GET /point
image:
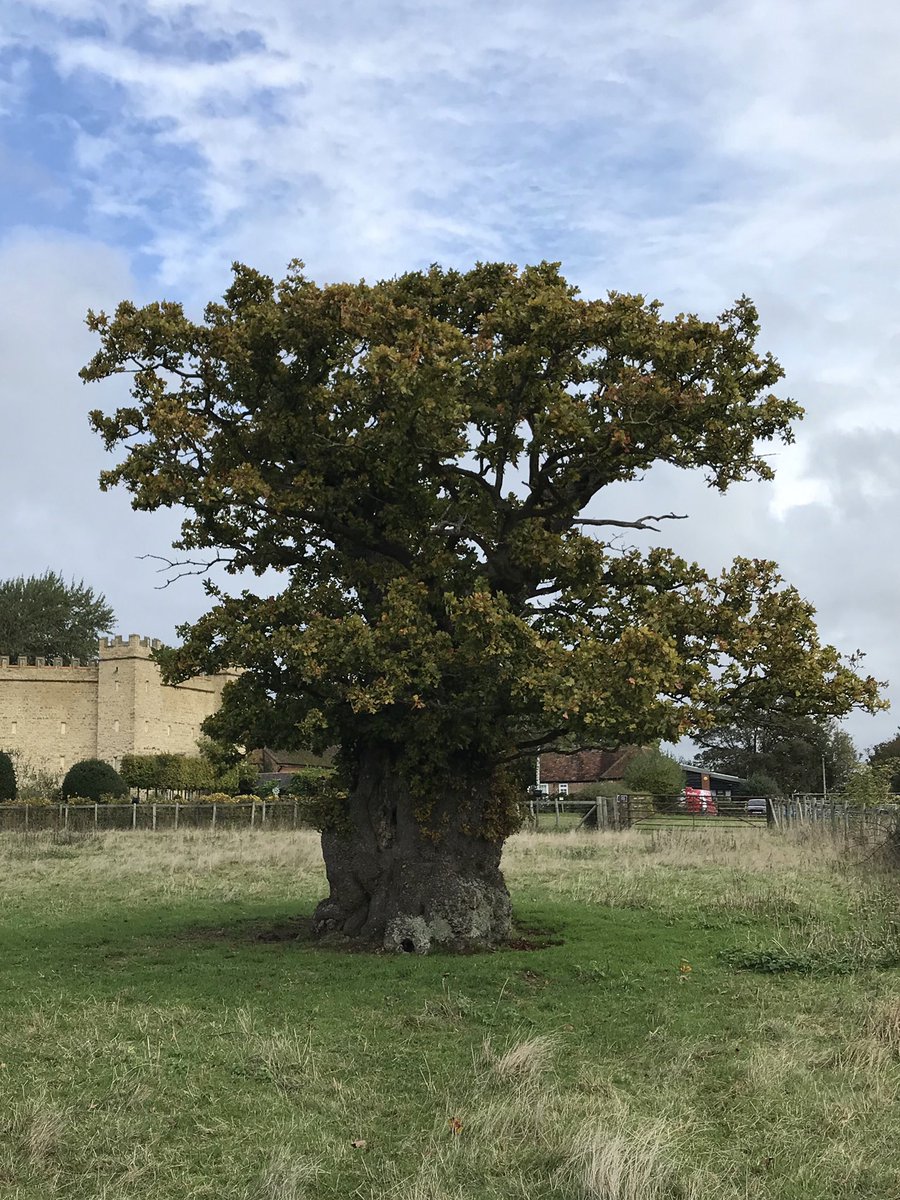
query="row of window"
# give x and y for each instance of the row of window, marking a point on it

* * *

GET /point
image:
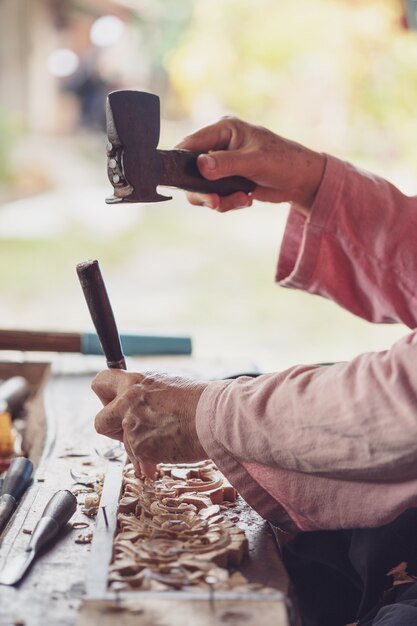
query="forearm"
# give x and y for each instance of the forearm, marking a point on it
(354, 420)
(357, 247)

* **What you need to do**: The lines holding the word "window" are the answer. Find them in the entries and copy them.

* **Solution for this task**:
query="row of window"
# give x and y for each instance of the row of window, marking a point on it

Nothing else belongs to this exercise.